» EXERCISE DIRECTIONS: Repeat the lines starting at the one containing "Ground white window" and ending at the one containing "166,80,200,137", both included, with nothing changed.
━━━━━━━━━━━━━━━━━━━━
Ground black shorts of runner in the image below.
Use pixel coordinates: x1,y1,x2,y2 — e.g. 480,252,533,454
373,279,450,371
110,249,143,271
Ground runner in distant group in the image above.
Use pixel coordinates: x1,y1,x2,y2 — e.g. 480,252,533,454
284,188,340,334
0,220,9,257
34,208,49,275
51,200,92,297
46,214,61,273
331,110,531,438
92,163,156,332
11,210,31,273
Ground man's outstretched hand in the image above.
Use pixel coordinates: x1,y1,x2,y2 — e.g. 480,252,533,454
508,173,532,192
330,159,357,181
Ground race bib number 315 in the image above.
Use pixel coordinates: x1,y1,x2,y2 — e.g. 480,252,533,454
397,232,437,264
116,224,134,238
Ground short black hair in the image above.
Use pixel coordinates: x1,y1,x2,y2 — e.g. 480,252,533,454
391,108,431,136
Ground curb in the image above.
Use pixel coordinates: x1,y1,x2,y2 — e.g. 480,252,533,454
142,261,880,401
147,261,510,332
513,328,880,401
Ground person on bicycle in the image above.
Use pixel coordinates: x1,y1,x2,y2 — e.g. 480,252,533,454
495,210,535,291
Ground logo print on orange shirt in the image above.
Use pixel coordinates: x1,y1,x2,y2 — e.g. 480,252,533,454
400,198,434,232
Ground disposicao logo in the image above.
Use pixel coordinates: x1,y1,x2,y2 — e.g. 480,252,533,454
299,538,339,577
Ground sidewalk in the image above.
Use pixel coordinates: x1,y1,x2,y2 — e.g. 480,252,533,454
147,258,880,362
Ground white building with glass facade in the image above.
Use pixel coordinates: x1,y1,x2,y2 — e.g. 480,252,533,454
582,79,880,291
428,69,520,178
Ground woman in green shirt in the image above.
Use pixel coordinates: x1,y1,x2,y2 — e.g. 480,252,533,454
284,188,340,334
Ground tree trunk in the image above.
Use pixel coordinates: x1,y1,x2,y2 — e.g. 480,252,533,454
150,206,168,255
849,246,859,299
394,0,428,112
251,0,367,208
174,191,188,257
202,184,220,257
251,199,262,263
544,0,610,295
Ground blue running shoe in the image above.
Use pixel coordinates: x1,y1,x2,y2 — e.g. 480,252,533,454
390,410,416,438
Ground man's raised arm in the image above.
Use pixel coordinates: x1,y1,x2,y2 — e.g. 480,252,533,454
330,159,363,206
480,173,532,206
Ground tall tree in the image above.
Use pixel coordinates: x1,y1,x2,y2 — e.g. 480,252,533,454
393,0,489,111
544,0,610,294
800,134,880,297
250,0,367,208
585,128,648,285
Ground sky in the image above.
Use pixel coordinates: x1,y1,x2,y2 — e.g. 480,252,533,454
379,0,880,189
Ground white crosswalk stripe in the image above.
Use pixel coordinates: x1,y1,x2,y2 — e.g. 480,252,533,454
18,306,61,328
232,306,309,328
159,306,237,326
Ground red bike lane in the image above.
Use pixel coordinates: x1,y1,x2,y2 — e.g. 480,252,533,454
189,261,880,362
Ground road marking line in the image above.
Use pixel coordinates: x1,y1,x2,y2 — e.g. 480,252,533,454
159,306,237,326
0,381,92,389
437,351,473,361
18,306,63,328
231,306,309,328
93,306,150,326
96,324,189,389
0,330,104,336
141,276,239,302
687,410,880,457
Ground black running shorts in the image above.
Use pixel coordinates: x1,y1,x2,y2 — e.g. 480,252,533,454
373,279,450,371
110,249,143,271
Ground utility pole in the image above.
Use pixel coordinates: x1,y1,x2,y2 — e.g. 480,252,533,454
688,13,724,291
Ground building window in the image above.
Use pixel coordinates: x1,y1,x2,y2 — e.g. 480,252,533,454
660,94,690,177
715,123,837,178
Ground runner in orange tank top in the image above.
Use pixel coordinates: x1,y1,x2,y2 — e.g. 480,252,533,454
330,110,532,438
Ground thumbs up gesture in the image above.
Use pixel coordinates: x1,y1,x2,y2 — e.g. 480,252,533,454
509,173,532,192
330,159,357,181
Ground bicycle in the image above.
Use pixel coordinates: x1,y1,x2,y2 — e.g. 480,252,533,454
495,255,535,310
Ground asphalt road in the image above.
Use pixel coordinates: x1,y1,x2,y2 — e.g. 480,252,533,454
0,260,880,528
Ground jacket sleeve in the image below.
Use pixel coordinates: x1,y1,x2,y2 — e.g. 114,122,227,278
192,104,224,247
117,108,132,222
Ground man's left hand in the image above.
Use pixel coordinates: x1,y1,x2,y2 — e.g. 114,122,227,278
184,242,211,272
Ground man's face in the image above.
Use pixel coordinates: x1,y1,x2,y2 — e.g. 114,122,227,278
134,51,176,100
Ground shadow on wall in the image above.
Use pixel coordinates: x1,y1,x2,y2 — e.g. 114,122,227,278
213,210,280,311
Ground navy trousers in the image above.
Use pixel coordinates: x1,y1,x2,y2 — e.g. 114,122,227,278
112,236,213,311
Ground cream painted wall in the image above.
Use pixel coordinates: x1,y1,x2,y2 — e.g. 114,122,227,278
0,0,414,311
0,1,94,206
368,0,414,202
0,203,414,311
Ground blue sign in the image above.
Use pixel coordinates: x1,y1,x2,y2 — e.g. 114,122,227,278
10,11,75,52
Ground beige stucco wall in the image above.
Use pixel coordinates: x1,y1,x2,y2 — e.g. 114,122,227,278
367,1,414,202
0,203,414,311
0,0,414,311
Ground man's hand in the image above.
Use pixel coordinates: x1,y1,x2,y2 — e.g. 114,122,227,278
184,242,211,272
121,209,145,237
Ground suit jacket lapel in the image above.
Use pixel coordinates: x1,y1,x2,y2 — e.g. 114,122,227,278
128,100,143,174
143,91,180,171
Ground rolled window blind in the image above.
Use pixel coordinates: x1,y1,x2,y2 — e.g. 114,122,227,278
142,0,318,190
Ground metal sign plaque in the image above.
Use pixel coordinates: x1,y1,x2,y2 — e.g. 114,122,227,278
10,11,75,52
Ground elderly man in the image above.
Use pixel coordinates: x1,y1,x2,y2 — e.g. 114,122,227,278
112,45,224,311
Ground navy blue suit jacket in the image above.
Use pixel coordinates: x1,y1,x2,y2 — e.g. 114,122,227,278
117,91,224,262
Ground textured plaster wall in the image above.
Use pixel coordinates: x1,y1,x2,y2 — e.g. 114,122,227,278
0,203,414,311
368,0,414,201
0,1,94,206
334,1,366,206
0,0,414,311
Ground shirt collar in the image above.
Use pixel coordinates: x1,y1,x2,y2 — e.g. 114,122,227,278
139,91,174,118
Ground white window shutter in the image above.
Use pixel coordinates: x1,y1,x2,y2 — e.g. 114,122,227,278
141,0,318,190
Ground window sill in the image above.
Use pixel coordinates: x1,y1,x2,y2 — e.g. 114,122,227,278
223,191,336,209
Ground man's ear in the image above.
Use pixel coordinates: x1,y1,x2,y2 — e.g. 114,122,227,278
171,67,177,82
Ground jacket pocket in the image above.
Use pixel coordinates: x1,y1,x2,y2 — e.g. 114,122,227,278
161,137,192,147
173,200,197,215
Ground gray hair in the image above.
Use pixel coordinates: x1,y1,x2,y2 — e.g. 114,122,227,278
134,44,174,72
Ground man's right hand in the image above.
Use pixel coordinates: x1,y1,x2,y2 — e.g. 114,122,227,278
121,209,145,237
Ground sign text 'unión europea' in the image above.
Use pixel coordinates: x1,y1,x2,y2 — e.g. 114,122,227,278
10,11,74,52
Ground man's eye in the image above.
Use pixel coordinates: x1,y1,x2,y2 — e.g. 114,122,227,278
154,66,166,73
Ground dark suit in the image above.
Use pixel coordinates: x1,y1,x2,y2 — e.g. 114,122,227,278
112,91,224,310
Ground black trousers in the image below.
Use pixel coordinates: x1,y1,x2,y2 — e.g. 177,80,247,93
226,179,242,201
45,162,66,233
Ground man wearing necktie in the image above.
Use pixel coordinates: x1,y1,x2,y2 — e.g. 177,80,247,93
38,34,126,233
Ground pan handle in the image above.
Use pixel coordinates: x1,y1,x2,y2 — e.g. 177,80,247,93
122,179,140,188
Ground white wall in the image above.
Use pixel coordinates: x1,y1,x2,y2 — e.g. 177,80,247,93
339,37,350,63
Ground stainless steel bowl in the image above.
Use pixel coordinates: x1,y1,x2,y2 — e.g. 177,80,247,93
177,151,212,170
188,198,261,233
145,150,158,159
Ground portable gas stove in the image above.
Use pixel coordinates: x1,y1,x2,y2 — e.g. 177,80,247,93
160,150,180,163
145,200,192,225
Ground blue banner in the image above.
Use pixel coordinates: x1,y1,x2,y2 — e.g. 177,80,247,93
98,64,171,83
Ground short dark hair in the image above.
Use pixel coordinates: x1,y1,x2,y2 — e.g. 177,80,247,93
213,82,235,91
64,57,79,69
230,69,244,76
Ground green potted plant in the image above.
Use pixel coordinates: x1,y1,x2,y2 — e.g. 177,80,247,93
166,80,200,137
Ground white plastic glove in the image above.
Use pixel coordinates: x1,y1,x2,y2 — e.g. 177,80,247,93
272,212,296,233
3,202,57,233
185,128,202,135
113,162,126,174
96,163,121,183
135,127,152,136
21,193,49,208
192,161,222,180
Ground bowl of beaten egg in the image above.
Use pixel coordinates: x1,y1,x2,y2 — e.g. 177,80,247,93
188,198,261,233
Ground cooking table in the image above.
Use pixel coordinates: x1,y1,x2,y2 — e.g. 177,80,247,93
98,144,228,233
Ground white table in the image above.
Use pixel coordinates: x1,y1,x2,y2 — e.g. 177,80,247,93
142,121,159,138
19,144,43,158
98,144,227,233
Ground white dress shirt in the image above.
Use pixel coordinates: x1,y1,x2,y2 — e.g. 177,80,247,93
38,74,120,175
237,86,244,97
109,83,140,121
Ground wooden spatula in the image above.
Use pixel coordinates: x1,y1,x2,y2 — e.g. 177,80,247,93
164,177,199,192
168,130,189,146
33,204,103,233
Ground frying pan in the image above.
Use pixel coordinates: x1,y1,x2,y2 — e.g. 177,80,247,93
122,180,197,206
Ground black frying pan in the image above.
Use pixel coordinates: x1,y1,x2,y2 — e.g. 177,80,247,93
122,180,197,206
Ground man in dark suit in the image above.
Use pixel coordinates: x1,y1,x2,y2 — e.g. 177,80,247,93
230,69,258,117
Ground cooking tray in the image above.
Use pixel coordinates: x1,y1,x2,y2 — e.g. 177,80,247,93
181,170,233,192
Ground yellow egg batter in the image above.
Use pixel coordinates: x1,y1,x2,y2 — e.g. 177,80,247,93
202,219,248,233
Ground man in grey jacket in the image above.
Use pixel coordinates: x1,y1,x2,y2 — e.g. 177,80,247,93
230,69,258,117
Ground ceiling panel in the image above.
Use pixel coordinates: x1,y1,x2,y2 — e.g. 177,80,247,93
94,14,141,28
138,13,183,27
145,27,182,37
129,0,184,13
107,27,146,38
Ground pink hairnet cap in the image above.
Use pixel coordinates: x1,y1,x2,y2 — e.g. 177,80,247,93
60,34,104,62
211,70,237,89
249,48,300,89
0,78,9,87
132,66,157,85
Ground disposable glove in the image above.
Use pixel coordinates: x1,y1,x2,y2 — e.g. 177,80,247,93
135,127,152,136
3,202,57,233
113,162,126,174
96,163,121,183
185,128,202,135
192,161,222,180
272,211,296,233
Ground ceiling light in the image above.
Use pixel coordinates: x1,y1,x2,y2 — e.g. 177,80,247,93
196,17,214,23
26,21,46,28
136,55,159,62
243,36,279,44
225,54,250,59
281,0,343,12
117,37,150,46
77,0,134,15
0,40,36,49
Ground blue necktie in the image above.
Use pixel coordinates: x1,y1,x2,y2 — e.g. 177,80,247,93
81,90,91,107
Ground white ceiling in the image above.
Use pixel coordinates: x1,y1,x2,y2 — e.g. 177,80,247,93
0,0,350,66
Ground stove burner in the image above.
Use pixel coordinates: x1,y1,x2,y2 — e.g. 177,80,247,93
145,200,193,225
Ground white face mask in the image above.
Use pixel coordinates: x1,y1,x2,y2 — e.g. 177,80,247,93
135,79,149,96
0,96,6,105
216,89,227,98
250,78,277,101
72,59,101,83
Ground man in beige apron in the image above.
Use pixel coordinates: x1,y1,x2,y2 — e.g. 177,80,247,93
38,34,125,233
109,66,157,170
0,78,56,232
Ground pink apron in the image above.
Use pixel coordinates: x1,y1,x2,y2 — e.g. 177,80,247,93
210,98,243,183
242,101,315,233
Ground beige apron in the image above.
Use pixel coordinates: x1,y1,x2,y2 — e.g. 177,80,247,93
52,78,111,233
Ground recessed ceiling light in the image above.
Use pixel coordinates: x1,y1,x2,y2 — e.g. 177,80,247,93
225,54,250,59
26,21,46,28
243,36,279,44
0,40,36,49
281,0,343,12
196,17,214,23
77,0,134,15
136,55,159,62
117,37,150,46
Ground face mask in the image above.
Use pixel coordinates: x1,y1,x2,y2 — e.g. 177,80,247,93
━━━━━━━━━━━━━━━━━━━━
» TASK ANSWER:
Ground white window shutter in the image above.
Use pixel coordinates: x1,y1,x2,y2 — e.g. 114,122,227,278
141,0,318,190
Ground window sill in the image above.
Use pixel coordinates: x1,y1,x2,y2 — e.g. 114,122,227,278
223,191,336,209
Ground man's ear in the image above.
Use pixel coordinates: x1,y1,x2,y2 — e.g. 114,122,227,278
171,67,177,82
Ground jacket pocket in the image above.
Use pixel coordinates: x1,y1,x2,y2 — e.g. 114,122,227,278
161,137,192,147
173,200,197,215
Ground gray hair in the image above.
Use pixel coordinates: x1,y1,x2,y2 — e.g. 114,122,227,278
134,44,174,72
Ground man's right hand in the image above.
Use pixel coordinates: x1,y1,x2,y2 — e.g. 114,122,227,278
121,209,145,237
Ground sign text 'unión europea' in the image above.
Use pixel coordinates: x1,y1,x2,y2 — e.g. 114,122,227,278
10,11,74,52
Ground man's eye in the image above.
Use pixel coordinates: x1,y1,x2,y2 — e.g. 114,122,227,278
154,66,166,73
Ground dark suit in the image above.
Use pixel coordinates: x1,y1,x2,y2 — e.g. 114,122,227,278
112,91,224,310
Ground black trousers in the image below.
Use pixel coordinates: x1,y1,x2,y2 — e.g. 177,80,247,93
226,179,242,201
45,162,66,233
Ground man wearing necktie in the image above.
Use pixel coordinates: x1,y1,x2,y2 — e.g. 177,80,247,93
38,34,126,233
Ground pan handle in the image above.
Use pixel coordinates: x1,y1,x2,y2 — e.g. 177,80,247,93
122,179,140,188
Ground white wall in the image above.
Use pixel coordinates: x1,y1,x2,y2 — e.g. 177,80,247,93
339,37,350,63
Ground stainless steel bowl in the image above.
Use pixel coordinates: x1,y1,x2,y2 — e.g. 177,80,247,93
177,151,212,170
188,198,261,233
145,150,158,159
Ground portable gas stove in the image above.
Use pixel coordinates: x1,y1,x2,y2 — e.g. 177,80,247,93
160,150,180,163
145,200,192,225
Ground blue banner in the image above.
Use pixel coordinates: x1,y1,x2,y2 — e.g. 177,80,247,93
98,64,171,83
Ground short dark hair in the image above.
Use pixel coordinates: x1,y1,x2,y2 — e.g. 177,80,247,93
213,82,235,91
64,57,79,69
230,69,244,76
Ground green potted plant in the image above.
Use pixel coordinates: x1,y1,x2,y2 — e.g. 177,80,247,93
166,80,200,137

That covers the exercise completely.